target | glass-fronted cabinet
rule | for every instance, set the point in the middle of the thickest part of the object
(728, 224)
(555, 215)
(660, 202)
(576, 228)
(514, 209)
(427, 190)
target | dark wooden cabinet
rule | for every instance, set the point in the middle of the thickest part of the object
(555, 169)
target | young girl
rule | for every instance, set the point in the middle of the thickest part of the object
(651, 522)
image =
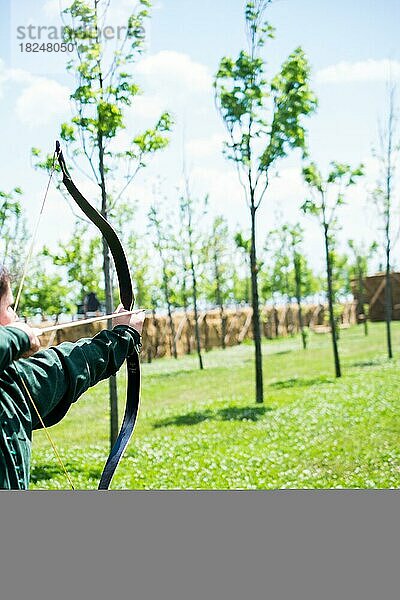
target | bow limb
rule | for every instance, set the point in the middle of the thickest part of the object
(127, 300)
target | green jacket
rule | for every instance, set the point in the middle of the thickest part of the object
(55, 378)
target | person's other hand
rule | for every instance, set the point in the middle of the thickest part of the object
(135, 320)
(33, 335)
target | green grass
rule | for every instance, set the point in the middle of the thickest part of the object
(203, 430)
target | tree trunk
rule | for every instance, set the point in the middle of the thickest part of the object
(388, 306)
(256, 309)
(297, 273)
(112, 382)
(330, 302)
(196, 314)
(219, 302)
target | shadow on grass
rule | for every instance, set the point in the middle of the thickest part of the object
(366, 363)
(45, 472)
(300, 382)
(232, 413)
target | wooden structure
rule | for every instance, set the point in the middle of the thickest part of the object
(157, 340)
(374, 295)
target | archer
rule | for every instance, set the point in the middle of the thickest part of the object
(37, 387)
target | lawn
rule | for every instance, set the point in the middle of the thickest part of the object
(203, 430)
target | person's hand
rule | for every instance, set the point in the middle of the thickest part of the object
(33, 335)
(135, 320)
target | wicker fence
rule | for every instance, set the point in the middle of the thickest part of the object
(237, 327)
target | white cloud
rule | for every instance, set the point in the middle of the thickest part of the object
(200, 148)
(42, 100)
(360, 71)
(175, 71)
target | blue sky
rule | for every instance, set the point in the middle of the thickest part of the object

**Task goal**
Would you copy out every line of the data above exactly, minus the pictures?

**Reply**
target | glass-fronted cabinet
rule | for every instance, set the point in the middle of the thickest part of the object
(728, 224)
(555, 215)
(660, 202)
(576, 228)
(514, 209)
(427, 190)
target | dark wooden cabinet
rule | for every instance, set the point in the middle of the thickest part of the object
(555, 169)
target | young girl
rule | for every instance, set the point in the middle of the thickest part of the object
(651, 522)
image =
target | bow limb
rule | for every instance, set the point in the middle of the thickest part of the object
(127, 300)
target | green jacket
rule | for every instance, set the point in the middle of the thickest part of the object
(55, 378)
target | person's other hand
rule | for every instance, set the point in the middle of the thickest part of the object
(135, 320)
(33, 335)
target | green grass
rule | for every instance, set the point in the middle of the thickest part of the object
(203, 430)
target | tree trunk
rule | for every instance, set the point in the middle of the thickest part of the object
(388, 306)
(256, 309)
(297, 273)
(112, 382)
(330, 302)
(196, 314)
(219, 302)
target | shadow on grass
rule | for every instance, set the point in the middle of the thickest part of the object
(366, 363)
(45, 472)
(300, 382)
(232, 413)
target | wooden structure
rule | for every instance, set the point in the middle of the thickest part of the object
(157, 340)
(374, 295)
target | archer
rule | for every instance, set the point in the middle of the thickest part of the object
(37, 387)
target | lawn
rule | for every instance, set the point in the middle of the thickest part of the object
(203, 430)
target | person's hand
rule | for every instance, set the point in the middle of the thickest part of the object
(33, 335)
(135, 320)
target | wicker fence
rule | for every instance, set the point in the middle of the thickest part of the object
(237, 327)
target | white cloud
rule | for every instance, set the point in the middle of the thickest part of the object
(200, 148)
(42, 100)
(360, 71)
(175, 71)
target | blue sky
rule | for every instance, set the point in the middle of the thickest part of the object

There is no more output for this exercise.